Reproduce verbatim the portion of the model kit review from "by Chuck Livingston" up to and including "of the exterior.".

Provided passage:
/---

The BMW M3

painted by Australian artist Ken Done

by Chuck Livingston

   
 

The model is made by Competition 43. The kit consists of resin body and chassis. White metal is used for the mirrors, roll cage, dash panel, steering wheel, seat and fire extinguisher. There are a number
of photoetched parts. Wheels, brakes, rear wing, seat belt buckles, door handles, taillights, and other lights. There is even a rear view mirror. Other parts included is tape for the seat belts, headlights,
tires and wheels of course. A clear flat sheet of plastic is included for the "glass", as well as precut black adhesive window trim. The instructions are a one sheet color copy of photos of the exterior.

 


The parts themselves are of high quality, except for the resin casting for the body on my kit. Most of it was fine, but a corner of the rear bodywork behind the left rear wheel opening was missing. It wasn't broken. It looks more like a bad casting. All other pieces were cast very well, with little flash to clean. The photoetched parts are excellent, and the decals are very nice.

 


Prep for painting

The body was easy to prepare. Only the rear wing and door handles needed to be attached. The chassis took a little longer since the roll cage was constructed at this point. Since the interior is all
white, except for inside the doors, I built up the roll cage. There isn't too much guessing involved to decide the arrangement. The tricky part is making sure the dash panel, body and roll cage all fit
together. I cut and filed attachment areas in the dash panel so that it fit in with the roll cage a little better. Otherwise, the assembly might be a touch wide when inserting in the body later on. Now it's time to paint.

\---

Provided records:
/---

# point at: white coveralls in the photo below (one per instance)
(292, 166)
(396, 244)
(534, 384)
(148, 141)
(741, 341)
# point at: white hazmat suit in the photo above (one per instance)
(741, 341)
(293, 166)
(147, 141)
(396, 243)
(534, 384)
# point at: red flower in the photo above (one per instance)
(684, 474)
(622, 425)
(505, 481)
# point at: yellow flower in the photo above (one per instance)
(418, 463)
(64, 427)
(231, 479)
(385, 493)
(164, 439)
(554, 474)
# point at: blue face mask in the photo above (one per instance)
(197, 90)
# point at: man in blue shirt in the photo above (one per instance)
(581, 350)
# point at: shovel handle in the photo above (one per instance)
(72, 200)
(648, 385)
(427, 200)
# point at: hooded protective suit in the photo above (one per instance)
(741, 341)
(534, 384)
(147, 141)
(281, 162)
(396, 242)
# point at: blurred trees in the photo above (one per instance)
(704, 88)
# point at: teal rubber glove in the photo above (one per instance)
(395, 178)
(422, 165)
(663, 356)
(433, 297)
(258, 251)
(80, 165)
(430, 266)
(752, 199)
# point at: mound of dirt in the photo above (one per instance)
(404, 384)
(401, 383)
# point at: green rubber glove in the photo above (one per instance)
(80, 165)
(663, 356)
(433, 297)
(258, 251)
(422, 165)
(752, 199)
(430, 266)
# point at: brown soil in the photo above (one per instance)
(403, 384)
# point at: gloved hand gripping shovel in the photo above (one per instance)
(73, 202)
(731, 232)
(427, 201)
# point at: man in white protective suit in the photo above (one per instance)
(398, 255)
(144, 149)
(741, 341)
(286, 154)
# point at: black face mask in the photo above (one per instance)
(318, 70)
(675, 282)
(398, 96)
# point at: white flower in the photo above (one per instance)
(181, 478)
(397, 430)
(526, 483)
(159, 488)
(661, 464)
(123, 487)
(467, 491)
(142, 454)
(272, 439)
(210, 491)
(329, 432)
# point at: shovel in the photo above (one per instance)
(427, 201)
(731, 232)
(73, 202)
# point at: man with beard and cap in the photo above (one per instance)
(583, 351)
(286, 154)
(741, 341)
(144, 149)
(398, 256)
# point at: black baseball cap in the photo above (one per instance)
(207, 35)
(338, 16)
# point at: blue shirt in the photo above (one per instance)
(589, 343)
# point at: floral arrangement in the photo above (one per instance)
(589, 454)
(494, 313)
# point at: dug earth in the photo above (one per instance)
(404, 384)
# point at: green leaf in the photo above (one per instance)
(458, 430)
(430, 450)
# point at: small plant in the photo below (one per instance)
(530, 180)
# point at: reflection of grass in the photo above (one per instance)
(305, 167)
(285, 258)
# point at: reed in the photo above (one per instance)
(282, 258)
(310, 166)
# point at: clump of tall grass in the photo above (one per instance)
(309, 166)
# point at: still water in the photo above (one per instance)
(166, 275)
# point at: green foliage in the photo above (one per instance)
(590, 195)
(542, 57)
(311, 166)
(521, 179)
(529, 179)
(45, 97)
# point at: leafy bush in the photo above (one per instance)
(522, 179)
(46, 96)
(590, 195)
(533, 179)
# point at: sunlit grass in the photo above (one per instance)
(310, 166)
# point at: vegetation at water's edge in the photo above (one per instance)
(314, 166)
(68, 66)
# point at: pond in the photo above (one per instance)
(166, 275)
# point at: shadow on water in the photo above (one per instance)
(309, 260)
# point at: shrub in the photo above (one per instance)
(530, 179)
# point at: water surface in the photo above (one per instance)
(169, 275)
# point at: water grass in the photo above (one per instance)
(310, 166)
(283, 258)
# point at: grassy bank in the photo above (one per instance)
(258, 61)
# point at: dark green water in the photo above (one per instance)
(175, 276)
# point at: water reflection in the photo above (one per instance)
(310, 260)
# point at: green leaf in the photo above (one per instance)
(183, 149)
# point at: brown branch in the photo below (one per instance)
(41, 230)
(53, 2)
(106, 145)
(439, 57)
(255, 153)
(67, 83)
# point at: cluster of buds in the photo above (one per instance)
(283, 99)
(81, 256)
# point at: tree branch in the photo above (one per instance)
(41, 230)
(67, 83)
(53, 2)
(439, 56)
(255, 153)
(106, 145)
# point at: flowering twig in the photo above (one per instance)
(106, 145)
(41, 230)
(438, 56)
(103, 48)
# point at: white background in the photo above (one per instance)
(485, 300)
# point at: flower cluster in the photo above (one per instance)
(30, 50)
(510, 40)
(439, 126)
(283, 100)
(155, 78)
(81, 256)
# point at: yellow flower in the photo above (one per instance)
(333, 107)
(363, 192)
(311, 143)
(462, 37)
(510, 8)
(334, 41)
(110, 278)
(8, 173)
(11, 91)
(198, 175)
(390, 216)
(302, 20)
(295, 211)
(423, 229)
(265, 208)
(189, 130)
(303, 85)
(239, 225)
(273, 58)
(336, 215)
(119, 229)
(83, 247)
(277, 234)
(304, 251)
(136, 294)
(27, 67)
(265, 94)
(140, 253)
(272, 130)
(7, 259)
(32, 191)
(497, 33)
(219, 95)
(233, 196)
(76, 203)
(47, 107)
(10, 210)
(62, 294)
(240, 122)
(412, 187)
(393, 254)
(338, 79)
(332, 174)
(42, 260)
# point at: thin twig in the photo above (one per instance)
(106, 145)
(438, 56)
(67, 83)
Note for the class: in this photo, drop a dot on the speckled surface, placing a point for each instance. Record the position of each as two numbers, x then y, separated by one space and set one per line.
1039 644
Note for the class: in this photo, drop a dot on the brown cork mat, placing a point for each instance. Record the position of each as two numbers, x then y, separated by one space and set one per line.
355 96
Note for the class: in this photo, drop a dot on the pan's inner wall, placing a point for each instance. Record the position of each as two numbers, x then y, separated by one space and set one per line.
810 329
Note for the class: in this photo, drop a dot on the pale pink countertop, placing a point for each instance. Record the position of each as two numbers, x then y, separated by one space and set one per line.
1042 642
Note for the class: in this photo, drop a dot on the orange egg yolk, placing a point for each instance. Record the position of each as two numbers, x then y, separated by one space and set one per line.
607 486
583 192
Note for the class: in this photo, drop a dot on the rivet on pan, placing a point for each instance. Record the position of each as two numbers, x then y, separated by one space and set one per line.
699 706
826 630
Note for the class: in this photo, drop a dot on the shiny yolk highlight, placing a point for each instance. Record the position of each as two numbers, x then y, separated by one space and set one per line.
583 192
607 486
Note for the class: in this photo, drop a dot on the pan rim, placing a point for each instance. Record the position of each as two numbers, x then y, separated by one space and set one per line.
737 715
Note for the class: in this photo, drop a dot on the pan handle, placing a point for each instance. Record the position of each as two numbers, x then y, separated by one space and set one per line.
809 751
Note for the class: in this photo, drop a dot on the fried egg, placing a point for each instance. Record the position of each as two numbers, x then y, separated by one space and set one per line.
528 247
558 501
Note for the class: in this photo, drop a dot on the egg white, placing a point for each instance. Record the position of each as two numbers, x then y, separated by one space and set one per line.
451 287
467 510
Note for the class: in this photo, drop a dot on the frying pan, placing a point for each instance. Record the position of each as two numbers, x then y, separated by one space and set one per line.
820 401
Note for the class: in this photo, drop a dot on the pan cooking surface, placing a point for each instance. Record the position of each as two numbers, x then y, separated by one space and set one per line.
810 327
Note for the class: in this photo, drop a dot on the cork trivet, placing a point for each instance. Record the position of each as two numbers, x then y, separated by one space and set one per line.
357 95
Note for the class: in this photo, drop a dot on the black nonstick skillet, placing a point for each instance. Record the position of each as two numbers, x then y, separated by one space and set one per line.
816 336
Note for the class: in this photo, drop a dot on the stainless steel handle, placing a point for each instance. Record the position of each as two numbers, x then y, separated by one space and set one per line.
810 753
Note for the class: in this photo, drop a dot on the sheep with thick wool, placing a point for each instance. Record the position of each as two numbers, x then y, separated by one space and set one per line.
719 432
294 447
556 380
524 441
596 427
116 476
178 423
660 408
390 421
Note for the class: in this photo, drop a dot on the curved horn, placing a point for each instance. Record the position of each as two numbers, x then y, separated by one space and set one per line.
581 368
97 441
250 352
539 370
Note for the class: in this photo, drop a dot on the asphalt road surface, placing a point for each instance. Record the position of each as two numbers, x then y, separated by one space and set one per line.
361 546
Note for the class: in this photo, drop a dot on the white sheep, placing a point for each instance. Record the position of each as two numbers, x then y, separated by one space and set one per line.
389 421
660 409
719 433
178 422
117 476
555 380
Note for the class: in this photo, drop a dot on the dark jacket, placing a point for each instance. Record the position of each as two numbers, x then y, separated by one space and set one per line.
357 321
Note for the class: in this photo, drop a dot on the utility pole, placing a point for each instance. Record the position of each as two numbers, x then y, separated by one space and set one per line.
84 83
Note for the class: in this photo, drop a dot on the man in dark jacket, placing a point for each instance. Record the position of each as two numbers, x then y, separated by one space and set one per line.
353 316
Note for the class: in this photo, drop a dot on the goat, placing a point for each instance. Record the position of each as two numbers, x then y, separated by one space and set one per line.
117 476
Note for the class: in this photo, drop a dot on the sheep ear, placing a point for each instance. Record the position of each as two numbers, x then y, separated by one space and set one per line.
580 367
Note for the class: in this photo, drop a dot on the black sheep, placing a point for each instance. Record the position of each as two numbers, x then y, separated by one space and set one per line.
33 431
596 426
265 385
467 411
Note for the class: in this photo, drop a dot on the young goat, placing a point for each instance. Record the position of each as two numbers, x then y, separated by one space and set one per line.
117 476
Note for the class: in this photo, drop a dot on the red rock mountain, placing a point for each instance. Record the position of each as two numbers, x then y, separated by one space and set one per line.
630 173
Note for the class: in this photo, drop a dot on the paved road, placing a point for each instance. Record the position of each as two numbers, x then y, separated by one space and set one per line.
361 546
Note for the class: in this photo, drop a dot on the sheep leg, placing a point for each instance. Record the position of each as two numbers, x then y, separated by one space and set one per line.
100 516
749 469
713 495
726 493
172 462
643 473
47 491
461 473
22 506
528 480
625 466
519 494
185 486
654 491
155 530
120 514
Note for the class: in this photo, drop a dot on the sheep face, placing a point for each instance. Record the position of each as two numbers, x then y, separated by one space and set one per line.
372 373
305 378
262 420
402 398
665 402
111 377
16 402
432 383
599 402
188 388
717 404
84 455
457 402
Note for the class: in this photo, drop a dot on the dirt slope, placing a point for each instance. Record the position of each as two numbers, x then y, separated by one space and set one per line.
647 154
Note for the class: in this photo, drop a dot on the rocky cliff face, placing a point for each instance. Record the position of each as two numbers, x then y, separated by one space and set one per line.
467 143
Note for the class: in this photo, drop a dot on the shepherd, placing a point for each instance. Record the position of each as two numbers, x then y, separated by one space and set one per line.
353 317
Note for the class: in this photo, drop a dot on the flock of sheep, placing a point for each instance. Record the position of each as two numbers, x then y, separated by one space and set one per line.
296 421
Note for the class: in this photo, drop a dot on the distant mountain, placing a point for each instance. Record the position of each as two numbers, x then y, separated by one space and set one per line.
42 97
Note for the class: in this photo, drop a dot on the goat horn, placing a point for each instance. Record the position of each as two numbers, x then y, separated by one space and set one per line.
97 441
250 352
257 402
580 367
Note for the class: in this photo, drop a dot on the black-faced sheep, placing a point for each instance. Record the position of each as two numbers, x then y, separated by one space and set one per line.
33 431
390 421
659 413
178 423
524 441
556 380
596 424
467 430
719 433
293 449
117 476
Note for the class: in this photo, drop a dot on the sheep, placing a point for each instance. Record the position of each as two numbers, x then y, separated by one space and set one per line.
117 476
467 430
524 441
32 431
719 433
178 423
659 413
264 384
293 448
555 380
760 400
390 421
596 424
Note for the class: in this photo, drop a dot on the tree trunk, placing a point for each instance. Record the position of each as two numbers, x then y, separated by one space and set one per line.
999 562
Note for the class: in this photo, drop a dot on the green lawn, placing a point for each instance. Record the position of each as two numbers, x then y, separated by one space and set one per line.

\---

Reply to the task:
by Chuck Livingston

   
 

The model is made by Competition 43. The kit consists of resin body and chassis. White metal is used for the mirrors, roll cage, dash panel, steering wheel, seat and fire extinguisher. There are a number
of photoetched parts. Wheels, brakes, rear wing, seat belt buckles, door handles, taillights, and other lights. There is even a rear view mirror. Other parts included is tape for the seat belts, headlights,
tires and wheels of course. A clear flat sheet of plastic is included for the "glass", as well as precut black adhesive window trim. The instructions are a one sheet color copy of photos of the exterior.